Task objective: For the records below, count the lines containing the word "keypoint" and reply with the number alone.

Information shown:
Segment Open
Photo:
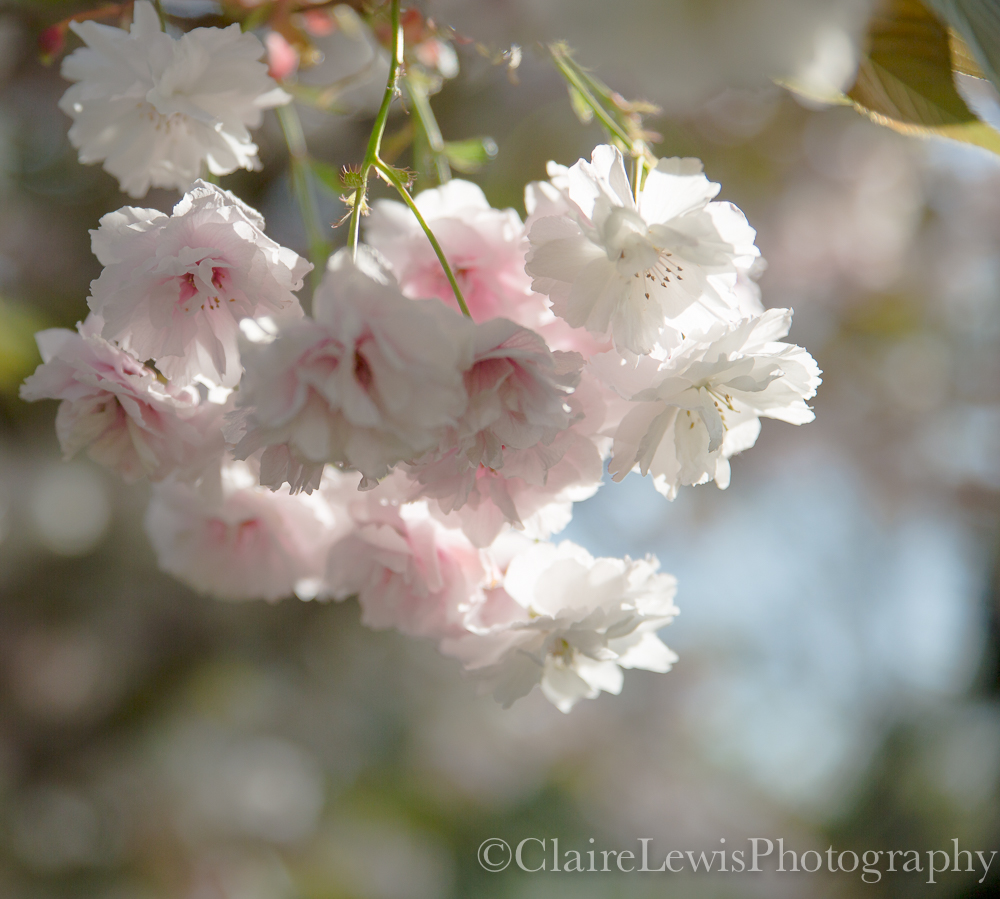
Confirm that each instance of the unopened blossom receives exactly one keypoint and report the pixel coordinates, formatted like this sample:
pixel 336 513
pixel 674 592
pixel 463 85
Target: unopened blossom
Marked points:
pixel 156 109
pixel 373 380
pixel 174 288
pixel 235 540
pixel 703 405
pixel 569 622
pixel 114 407
pixel 484 246
pixel 408 570
pixel 626 268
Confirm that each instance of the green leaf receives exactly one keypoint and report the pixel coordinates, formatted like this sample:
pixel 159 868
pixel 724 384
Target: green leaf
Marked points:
pixel 978 23
pixel 905 79
pixel 906 73
pixel 470 155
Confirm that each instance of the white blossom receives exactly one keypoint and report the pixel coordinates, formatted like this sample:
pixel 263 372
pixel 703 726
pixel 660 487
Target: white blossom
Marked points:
pixel 157 109
pixel 114 407
pixel 569 622
pixel 375 379
pixel 701 406
pixel 174 288
pixel 614 265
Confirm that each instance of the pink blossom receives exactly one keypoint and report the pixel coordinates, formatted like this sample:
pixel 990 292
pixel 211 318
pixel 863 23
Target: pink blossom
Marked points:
pixel 484 246
pixel 517 393
pixel 115 407
pixel 412 574
pixel 567 621
pixel 408 570
pixel 174 288
pixel 375 379
pixel 234 540
pixel 534 491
Segment Closed
Solution: 4